What needs to be done:
Scale the material from the line containing "Point out every instance of the stirrup" through the end of the material, inclusive, and reproduce only those lines with the requests included. Multiply every coordinate in the answers by 1.7 and round to whole numbers, with halves rounded up.

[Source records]

* * *

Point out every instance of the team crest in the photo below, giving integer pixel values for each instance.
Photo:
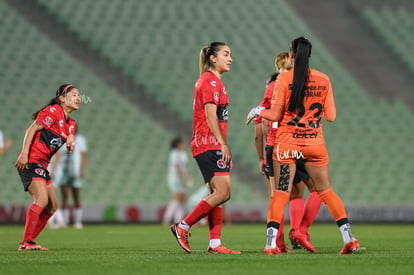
(221, 164)
(48, 121)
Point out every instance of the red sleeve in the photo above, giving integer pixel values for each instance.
(210, 92)
(47, 116)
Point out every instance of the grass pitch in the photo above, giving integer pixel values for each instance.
(151, 249)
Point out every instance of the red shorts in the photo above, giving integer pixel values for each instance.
(315, 155)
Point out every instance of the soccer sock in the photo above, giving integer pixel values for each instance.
(215, 221)
(43, 218)
(78, 215)
(32, 219)
(312, 205)
(200, 211)
(334, 204)
(295, 212)
(66, 215)
(277, 206)
(271, 233)
(280, 233)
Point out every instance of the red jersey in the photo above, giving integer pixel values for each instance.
(56, 129)
(208, 89)
(267, 103)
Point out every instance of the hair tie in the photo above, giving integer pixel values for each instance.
(64, 90)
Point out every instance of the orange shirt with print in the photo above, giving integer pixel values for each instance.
(302, 127)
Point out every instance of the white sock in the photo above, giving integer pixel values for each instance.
(215, 243)
(169, 212)
(180, 212)
(78, 215)
(346, 232)
(65, 213)
(184, 225)
(271, 237)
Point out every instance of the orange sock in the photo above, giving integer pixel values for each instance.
(277, 206)
(334, 204)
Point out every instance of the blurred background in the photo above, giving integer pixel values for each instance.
(136, 62)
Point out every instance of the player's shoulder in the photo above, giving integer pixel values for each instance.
(319, 74)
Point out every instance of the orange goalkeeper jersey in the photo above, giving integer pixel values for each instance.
(304, 126)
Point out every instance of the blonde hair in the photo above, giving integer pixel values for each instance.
(283, 62)
(204, 62)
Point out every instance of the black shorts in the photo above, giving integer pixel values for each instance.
(301, 173)
(35, 172)
(211, 164)
(269, 161)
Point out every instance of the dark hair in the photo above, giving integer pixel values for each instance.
(301, 48)
(176, 141)
(63, 90)
(271, 78)
(204, 63)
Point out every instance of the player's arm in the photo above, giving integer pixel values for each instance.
(329, 113)
(23, 159)
(258, 140)
(84, 157)
(213, 123)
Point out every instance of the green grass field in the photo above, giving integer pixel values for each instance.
(151, 249)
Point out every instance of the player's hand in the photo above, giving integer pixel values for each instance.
(22, 162)
(261, 166)
(70, 144)
(254, 112)
(226, 154)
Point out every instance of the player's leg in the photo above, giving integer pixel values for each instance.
(78, 212)
(48, 211)
(284, 173)
(320, 178)
(37, 190)
(311, 209)
(64, 189)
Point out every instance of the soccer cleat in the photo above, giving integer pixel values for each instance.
(293, 242)
(271, 251)
(30, 245)
(283, 248)
(303, 240)
(182, 237)
(350, 248)
(221, 250)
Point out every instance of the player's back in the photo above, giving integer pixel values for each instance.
(304, 126)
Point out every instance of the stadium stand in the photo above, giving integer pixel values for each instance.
(127, 159)
(394, 25)
(144, 39)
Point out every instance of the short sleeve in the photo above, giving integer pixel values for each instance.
(81, 143)
(210, 92)
(1, 140)
(279, 93)
(329, 101)
(47, 116)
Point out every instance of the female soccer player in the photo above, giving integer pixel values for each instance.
(52, 127)
(302, 97)
(68, 171)
(209, 146)
(178, 181)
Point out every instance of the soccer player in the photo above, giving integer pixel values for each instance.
(302, 97)
(68, 171)
(52, 127)
(209, 146)
(178, 182)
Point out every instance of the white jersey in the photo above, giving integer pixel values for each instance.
(180, 158)
(1, 139)
(71, 165)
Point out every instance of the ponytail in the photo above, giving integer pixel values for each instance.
(63, 90)
(204, 63)
(301, 48)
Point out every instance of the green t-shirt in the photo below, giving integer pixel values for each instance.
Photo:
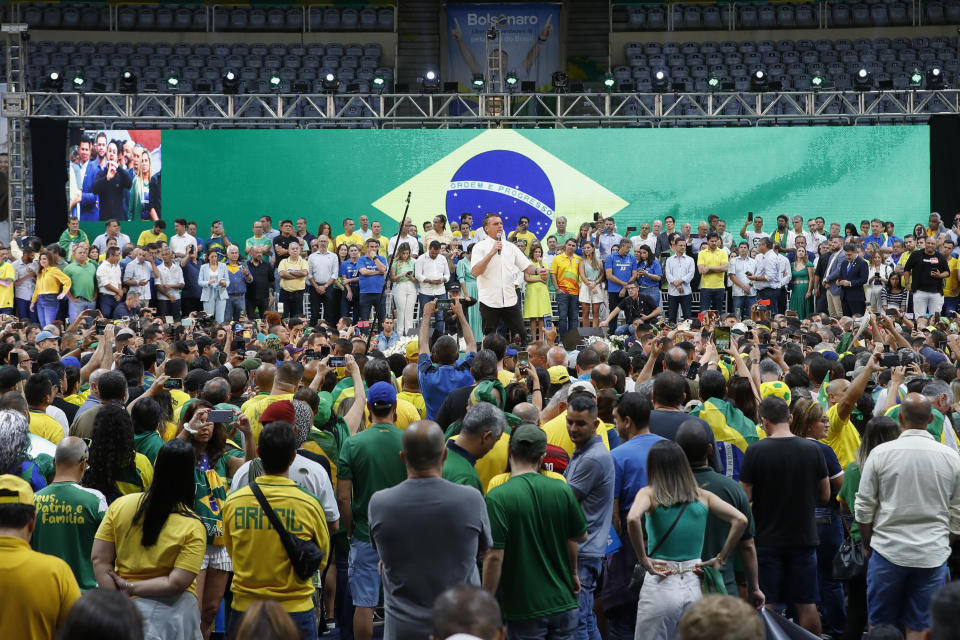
(848, 493)
(458, 469)
(68, 516)
(148, 443)
(371, 460)
(532, 518)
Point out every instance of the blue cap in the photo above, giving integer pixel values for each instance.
(382, 393)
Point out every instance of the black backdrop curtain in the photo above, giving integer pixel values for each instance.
(944, 167)
(48, 147)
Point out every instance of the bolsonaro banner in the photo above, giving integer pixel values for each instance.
(524, 38)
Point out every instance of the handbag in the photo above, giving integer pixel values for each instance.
(639, 573)
(306, 556)
(849, 563)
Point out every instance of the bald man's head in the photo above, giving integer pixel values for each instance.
(423, 446)
(915, 412)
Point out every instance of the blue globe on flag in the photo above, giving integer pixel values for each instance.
(503, 182)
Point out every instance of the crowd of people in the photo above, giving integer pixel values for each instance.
(162, 464)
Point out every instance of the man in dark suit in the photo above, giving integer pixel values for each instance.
(853, 275)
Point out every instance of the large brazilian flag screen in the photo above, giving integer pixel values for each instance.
(637, 175)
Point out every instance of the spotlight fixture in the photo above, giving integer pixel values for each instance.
(430, 82)
(560, 81)
(53, 81)
(231, 82)
(330, 82)
(660, 80)
(128, 82)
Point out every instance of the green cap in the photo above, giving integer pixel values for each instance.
(530, 437)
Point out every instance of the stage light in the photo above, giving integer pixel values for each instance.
(660, 80)
(53, 81)
(330, 83)
(231, 82)
(430, 82)
(559, 81)
(128, 82)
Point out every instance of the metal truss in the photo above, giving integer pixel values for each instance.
(486, 110)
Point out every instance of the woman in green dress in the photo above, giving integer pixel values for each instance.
(468, 291)
(802, 272)
(536, 298)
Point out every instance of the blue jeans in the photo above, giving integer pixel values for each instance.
(568, 310)
(742, 305)
(422, 300)
(47, 307)
(588, 570)
(675, 302)
(833, 611)
(901, 595)
(234, 307)
(74, 309)
(713, 299)
(306, 622)
(556, 626)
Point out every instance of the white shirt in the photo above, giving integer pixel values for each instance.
(495, 284)
(679, 268)
(138, 271)
(308, 475)
(109, 274)
(323, 266)
(169, 275)
(427, 268)
(910, 493)
(739, 268)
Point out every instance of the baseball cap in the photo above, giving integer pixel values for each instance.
(529, 437)
(15, 490)
(382, 393)
(558, 374)
(583, 386)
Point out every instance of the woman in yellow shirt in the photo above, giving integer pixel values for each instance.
(151, 545)
(52, 287)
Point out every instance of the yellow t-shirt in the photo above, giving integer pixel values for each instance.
(714, 258)
(842, 437)
(254, 408)
(343, 238)
(181, 544)
(261, 568)
(557, 435)
(39, 591)
(497, 480)
(416, 400)
(148, 236)
(297, 284)
(46, 427)
(6, 293)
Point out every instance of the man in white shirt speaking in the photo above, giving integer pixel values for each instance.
(496, 265)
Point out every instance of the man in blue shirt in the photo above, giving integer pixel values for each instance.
(632, 417)
(439, 371)
(372, 269)
(621, 268)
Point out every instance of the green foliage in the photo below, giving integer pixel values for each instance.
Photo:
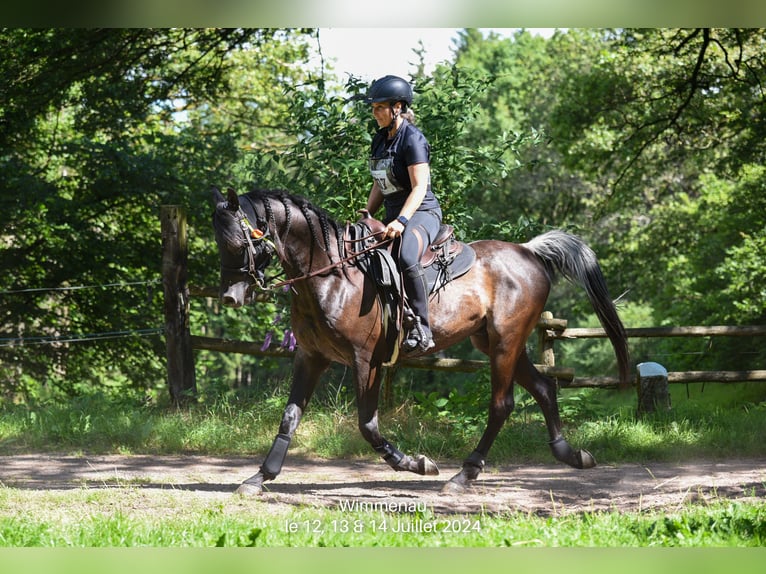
(648, 143)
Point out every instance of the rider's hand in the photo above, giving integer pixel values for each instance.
(394, 229)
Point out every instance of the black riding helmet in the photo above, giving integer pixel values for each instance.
(389, 89)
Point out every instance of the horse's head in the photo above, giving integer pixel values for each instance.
(244, 249)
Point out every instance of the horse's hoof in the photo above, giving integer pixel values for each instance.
(246, 489)
(454, 487)
(587, 460)
(427, 467)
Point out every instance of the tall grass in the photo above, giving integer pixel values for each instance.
(137, 517)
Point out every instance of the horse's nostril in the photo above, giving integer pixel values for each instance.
(229, 301)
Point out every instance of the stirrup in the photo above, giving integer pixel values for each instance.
(418, 338)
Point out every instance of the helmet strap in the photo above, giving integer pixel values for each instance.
(395, 116)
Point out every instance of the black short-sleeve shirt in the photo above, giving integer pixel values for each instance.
(408, 147)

* * *

Exercise response:
Point out every instance of the stirrup in the photo above, giving integer pixel values for each instance.
(711, 575)
Point out every instance of the helmet strap in the photo above, giving integer pixel values for each instance.
(672, 197)
Point out every instance of the black short-sleeve shirt in the photo above, giving integer pixel values for each instance.
(694, 250)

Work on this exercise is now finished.